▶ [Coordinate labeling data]
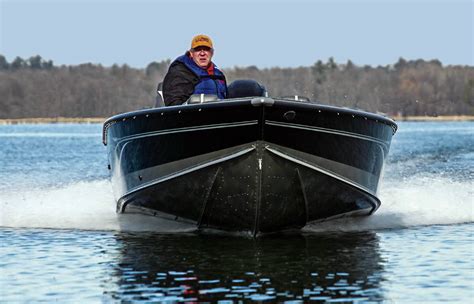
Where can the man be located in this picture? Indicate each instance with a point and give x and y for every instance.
(194, 73)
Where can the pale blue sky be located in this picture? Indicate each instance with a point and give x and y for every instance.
(286, 33)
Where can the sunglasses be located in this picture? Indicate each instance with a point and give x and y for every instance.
(202, 48)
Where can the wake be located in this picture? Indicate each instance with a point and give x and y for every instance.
(415, 201)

▶ [TASK DETAILS]
Format every line of the rows above as a Markdown table with the columns n and Line, numbering each line and omitting blank ones. Leave the pictures out of the table.

▶ [SOLUTION TO THE PROBLEM]
| n | Line |
|---|---|
| 1 | Where can the man be located in this picture? Indicate each instance with a point and give x and y for every instance. |
| 2 | (194, 73) |
| 3 | Where can the pale blue sky be located in this picture? Indicate each instance with a point and give x and y for every instance. |
| 4 | (286, 33) |
| 5 | Where can the sunglasses be located in this picture? Indicate each instance with a point and give x and y for every instance. |
| 6 | (202, 48) |
| 7 | Where can the wake be located in this picture? Indicate each instance with a point and give x and y for every instance. |
| 8 | (415, 201) |